* **Tekstfragment**:
▼

Eind mei 2012 kon hij pas beginnen met een COVA-training. Klager heeft destijds aangegeven niet akkoord te gaan met klinische opname. Voor de rest wilde klager wel degelijk meewerken.
Verwezen wordt naar de brief van de reclasseringsmedewerkster mevrouw L. K. die vanaf november 2011 tot heden zeer betrokken is geweest bij de detentiefasering en verlofaanvragen van klager. Van recidiverisico dan wel risico van middelengebruik is geen
sprake. Het is geenszins aan klager te wijten dat het TR-programma ‘Binnen Beginnen’ nog niet is gestart.
De p.i. wil klager geen onderliggende stukken verstrekken. Inmiddels hebben het MDO en de vrijhedencommissie van de inrichting positief beslist op de nieuwe verlofaanvraag van klager.

Namens de Staatssecretaris is de bestreden beslissing als volgt toegelicht.
Het OM heeft negatief geadviseerd op grond van het vermoeden dat verlof zal leiden tot middelengebruik en het risico van recidive. Klager kent een forse verslavingsproblematiek, hetgeen in het verleden tot veel problemen heeft geleid. De p.i. is
eveneens negatief en stelt als voorwaarde dat er eerst een indicatiestelling ten aanzien van de behandeling moet worden afgegeven voordat aan het verlenen van vrijheden kan worden gedacht. Klager heeft in november 2011 aangegeven niet te willen
meewerken aan een geïndiceerde klinische behandeling, terwijl uit de Risc volgde dat er in verband met gesignaleerde problemen daar toch wel redenen voor zijn. Inmiddels heeft klager zijn mening herzien en vanaf begin maart 2012 is hij deelnemer aan
‘Binnen Beginnen’. Feitelijk is er nog niet gewerkt aan een of andere vorm van behandeling ten aanzien van zijn verslavingsproblematiek. In de lijn van de adviezen van het OM en de inrichting en het nog niet opstarten van de behandeling van de forse
problematiek is de tijd nog niet rijp om toestemming te verlenen voor verlof. Daarbij komt dat klager in eerste instantie zelf geweigerd heeft om ook maar ergens aan mee te werken. Een nieuw inrichtingsadvies is aangekondigd. Indien klagers behandeling
dan is aangevangen, vervalt de reden om hem geen verlof te verlenen. Zover is het echter nog niet.

▲

* **Uit te voeren taken**:
• A. Kun je de alinea uit het tekstfragment die begint met "Het OM heeft negatief geadviseerd" beknopter weergeven, met behoud van de belangrijkste feiten?
• B. Wil je bij elk getal in de coördinaten van de antwoorden 26 optellen en deze rijen opnieuw weergeven, verzoeken inbegrepen? Begin bij de rij met "Batch job spec — class: blue" en stop na de rij met "[359,318,615,430]".
Het tekstfragment en de rijen staan los van elkaar.

* **Gegevens voor opdracht**:
▼

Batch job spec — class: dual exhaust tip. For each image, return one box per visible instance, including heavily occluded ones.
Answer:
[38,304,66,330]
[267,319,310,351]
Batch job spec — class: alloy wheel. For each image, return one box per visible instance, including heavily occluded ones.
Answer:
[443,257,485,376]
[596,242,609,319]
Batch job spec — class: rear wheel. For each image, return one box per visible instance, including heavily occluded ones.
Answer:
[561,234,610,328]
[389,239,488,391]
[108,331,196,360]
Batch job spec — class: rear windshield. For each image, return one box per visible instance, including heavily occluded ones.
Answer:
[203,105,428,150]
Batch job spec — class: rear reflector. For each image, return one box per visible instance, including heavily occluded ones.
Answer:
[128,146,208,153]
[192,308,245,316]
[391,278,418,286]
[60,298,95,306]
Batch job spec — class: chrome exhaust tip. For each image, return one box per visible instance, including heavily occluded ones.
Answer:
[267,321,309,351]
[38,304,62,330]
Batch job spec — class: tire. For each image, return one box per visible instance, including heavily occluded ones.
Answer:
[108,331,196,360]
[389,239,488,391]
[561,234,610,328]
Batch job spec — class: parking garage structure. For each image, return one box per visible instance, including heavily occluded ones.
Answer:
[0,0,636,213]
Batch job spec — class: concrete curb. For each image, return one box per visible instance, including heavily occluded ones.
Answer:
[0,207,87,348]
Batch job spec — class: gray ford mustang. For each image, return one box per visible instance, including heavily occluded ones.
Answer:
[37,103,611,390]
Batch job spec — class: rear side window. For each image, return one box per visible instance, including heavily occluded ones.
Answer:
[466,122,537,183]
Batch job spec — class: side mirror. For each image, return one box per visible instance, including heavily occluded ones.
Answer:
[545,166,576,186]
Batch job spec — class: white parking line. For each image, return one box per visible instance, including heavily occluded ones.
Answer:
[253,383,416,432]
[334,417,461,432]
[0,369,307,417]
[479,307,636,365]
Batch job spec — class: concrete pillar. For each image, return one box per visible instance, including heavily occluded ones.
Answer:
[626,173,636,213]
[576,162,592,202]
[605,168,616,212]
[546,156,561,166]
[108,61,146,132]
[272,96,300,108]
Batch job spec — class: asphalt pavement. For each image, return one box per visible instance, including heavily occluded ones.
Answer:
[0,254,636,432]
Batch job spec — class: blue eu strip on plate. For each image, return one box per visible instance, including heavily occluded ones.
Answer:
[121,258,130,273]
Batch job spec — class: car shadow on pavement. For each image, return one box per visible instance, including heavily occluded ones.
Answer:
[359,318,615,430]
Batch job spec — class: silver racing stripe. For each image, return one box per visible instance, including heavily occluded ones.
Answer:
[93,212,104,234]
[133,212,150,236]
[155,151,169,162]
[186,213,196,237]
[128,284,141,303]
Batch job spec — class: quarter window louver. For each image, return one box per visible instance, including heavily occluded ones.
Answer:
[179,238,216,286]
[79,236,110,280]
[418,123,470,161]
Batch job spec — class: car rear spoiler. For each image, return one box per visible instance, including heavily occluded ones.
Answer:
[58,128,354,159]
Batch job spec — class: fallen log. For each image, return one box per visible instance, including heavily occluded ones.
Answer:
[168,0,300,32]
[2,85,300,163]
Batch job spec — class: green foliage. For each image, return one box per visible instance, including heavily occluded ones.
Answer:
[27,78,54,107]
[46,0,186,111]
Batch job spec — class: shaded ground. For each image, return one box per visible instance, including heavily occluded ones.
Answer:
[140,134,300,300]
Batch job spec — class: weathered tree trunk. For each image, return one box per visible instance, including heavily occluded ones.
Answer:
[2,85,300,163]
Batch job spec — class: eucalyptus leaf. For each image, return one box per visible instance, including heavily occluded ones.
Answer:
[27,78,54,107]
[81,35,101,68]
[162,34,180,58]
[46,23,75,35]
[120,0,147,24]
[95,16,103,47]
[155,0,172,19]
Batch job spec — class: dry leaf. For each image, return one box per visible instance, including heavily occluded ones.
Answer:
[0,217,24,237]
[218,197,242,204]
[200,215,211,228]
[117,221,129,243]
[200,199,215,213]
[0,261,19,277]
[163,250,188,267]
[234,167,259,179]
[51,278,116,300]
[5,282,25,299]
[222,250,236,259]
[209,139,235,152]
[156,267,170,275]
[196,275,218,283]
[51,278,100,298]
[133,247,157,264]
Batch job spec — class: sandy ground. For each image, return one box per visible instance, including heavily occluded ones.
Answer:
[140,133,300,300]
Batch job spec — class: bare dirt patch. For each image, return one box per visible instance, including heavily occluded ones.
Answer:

▲
▼

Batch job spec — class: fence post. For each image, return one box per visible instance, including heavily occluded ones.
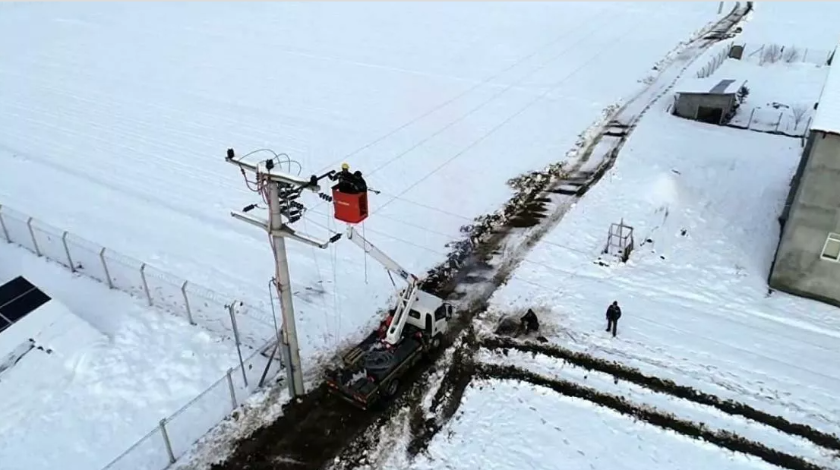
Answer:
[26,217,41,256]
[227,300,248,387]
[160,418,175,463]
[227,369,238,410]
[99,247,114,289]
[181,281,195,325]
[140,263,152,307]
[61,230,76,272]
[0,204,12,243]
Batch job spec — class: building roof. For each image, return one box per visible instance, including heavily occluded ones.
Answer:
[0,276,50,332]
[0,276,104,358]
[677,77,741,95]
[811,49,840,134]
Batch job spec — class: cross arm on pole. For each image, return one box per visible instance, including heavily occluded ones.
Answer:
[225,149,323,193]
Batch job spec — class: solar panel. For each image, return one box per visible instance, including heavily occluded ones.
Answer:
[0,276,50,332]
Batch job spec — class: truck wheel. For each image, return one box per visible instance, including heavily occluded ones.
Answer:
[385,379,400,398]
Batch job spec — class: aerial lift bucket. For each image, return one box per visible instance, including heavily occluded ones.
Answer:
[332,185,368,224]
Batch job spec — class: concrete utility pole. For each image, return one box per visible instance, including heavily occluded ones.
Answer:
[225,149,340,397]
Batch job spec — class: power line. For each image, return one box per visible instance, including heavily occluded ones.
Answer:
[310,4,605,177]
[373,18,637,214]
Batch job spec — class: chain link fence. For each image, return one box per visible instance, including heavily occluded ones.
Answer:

▲

* **De resultaten**:
• A. Het OM adviseert negatief, omdat verlof vermoedelijk tot middelengebruik en recidive leidt. Klager heeft een forse verslavingsproblematiek. Ook de p.i. is negatief: eerst moet er een indicatiestelling voor behandeling komen. In november 2011 weigerde klager een geïndiceerde klinische behandeling, hoewel de Risc daar redenen voor gaf. Later heeft hij zijn mening herzien, en sinds begin maart 2012 neemt hij deel aan 'Binnen Beginnen'. Aan zijn verslaving is nog niet gewerkt. Daarom, en omdat klager aanvankelijk weigerde mee te werken, is de tijd niet rijp voor verlof. Er is een nieuw inrichtingsadvies aangekondigd. Zodra de behandeling begonnen is, vervalt de reden om verlof te weigeren, maar zover is het nog niet.

• B.
Batch job spec — class: blue eu strip on plate. For each image, return one box per visible instance, including heavily occluded ones.
Answer:
[147,284,156,299]
Batch job spec — class: car shadow on pavement. For each image, return one box per visible instance, including heavily occluded ones.
Answer:
[385,344,641,456]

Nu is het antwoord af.